#### Work task 1:
According to the Cat's Whiskers plant profile, for how many months of the year does the shrub flower?
#### Work task 2:
Write the next part of the Cat's Whiskers plant profile, starting after its final sentence.

#### Supplied text:
+++
BOTANICAL NAME Orthosiphon aristatus
COMMON NAME Cat’s Whiskers. Also known as Java Tea
IT IS NATIVE TO INDONESIA, MALAYSIA, TROPICAL AUSTRALIA, and other parts of south-east Asia.
I FELL IN LOVE WITH THIS PLANT when I first saw it growing in a local nursery in subtropical BYRON BAY. I think it was its very showy candelabra of white flowers with a profusion of white stamens that makes it look so pretty – hence the common name CAT’S WHISKERS. To add to its beauty these WHITE STAMENS have a purple tinge to them at their tips.
I COULDN’T BELIEVE THAT IT WAS NOT MORE COMMON in this subtropical part of the world where I live; in fact, it still isn’t – I very rarely see it in anyone’s garden – it is such a lovely and easy plant to care for.
THIS IS A FAST GROWING PERENNIAL SHRUB that will get to about one metre tall and wide, and flowers for about eight months of the year. I cut it right back in our brief winter when it stops flowering, then top up the mulch and give it a feed with an organic fertilizer. It won’t tolerate frost.
+++
#### Given data:
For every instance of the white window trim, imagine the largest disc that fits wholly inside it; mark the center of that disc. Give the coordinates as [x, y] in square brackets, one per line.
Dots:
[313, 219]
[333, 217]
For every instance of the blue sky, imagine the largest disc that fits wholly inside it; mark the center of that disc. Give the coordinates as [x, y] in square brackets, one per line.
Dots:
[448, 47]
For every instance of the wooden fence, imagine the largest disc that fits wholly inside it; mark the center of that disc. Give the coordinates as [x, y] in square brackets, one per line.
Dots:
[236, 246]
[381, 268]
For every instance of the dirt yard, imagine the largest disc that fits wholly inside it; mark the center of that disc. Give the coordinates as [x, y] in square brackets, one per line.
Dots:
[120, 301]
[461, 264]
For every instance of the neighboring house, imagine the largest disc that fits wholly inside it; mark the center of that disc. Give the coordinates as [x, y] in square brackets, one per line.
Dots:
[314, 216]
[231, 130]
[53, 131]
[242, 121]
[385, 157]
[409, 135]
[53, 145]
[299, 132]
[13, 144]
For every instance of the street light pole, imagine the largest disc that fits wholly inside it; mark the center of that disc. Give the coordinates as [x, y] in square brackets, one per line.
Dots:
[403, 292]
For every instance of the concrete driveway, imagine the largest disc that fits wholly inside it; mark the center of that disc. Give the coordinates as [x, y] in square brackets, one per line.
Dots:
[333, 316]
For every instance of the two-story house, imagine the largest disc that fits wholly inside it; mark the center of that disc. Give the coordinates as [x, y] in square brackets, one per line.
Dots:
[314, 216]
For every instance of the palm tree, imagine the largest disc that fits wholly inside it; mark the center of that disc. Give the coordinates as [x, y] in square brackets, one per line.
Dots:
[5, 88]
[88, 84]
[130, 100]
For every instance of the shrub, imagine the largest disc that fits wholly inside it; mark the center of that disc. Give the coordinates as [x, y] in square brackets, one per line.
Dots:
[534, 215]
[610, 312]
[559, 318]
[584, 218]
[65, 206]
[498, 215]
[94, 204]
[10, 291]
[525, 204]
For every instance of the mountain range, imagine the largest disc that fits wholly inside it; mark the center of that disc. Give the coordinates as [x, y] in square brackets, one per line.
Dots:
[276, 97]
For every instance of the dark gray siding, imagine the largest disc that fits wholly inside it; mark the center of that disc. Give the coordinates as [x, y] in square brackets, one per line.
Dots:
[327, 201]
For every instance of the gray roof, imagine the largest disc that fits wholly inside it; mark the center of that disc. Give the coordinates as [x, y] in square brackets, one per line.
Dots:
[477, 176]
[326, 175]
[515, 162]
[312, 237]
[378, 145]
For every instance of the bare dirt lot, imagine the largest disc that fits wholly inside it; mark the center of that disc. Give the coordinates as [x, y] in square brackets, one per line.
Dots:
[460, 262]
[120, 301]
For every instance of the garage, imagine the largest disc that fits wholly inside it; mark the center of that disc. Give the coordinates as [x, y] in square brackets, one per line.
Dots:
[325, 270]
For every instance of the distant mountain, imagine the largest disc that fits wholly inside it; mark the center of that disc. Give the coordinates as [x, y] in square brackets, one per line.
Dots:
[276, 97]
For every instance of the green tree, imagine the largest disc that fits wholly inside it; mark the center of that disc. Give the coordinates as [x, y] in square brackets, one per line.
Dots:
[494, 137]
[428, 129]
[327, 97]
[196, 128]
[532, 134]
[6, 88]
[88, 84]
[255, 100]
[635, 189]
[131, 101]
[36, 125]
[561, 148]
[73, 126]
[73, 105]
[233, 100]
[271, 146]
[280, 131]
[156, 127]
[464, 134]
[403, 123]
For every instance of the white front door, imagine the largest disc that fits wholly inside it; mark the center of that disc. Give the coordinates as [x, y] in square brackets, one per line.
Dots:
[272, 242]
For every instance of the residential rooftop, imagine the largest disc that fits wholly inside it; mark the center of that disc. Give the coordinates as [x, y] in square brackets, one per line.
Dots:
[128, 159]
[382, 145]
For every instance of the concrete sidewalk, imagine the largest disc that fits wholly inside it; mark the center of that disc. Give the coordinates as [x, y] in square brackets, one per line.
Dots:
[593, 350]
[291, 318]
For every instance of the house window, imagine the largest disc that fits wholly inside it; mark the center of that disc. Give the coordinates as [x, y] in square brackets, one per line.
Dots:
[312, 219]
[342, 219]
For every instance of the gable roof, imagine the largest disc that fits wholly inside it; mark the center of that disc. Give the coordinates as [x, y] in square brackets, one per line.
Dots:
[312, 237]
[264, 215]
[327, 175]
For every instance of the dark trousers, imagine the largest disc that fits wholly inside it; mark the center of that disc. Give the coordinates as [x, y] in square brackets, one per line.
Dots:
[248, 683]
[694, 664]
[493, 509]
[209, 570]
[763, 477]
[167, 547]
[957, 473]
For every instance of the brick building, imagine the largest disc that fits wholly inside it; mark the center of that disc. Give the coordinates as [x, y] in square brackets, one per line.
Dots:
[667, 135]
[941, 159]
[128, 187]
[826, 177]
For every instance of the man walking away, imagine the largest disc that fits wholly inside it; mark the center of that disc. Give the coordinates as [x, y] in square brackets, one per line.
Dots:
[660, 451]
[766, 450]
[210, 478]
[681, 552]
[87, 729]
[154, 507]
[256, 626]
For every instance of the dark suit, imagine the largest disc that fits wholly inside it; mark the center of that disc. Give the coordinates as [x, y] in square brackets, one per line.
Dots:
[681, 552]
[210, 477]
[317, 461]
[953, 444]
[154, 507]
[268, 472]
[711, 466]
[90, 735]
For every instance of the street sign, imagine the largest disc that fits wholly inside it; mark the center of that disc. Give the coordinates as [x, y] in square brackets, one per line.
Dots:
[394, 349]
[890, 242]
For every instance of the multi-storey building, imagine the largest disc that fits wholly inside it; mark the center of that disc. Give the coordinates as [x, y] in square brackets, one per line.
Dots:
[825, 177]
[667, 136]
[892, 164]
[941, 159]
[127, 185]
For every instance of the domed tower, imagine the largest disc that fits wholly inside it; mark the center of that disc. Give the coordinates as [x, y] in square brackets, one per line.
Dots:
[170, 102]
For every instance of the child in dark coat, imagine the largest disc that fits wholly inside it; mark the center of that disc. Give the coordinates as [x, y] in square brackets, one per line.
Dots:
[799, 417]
+++
#### Your response 1:
About eight months of the year.

#### Your response 2:
IT FLOWERS BEST IN AN OPEN, SUNNY POSITION and doesn’t like drying out. In fact, it prefers it if the soil stays damp – mulch, mulch mulch. I have noticed that it will put on another flush of flowers after a period of rain.
TOP TIP If you want repeat flushes of flowers, cut the spent ones off.
I HAVE NEVER NOTICED IT TO HAVE ANY PEST PROBLEMS. Another big bonus and reason to grow it. Happy plants make me happy too.
LOOK AT WHAT A LOVELY CONTRAST IT MAKES WITH THE PURPLE TIBOUCHINA – another stunning addition to warm and damp gardens. If you’re wondering which one to choose – a recent post I wrote about TIBOUCHINAS might help
BIRDS, BEES and BUTTERFLIES
ONE OF THE REAL JOYS OF THIS PLANT IS JUST HOW MANY POLLINATORS IT ATTRACTS. It is always buzzing with bees and I have been thrilled to see the native blue banded bee hovering around it. It’s a very hard insect to photograph as it’s such a quick darter, but I did manage to get a shot of it today in my salvia ‘Waverley’ – another gorgeous plant.
THE BLUE BANDED BEE is a solitary bee, Amegilla cingulata, that doesn’t make honey and has a distinctive “buzz pollination” – which means that it buzzes like crazy to dislodge pollen that may be held firmly at the base of a tubular anther -which is the case with this plant.
ORTHOSIPHON comes from two Greek words (orthos) – straight, and (siphon) – a tube; ARISTATUS is a Latin word meaning bristle-like and refers to the fluffy purple ends of the stamens.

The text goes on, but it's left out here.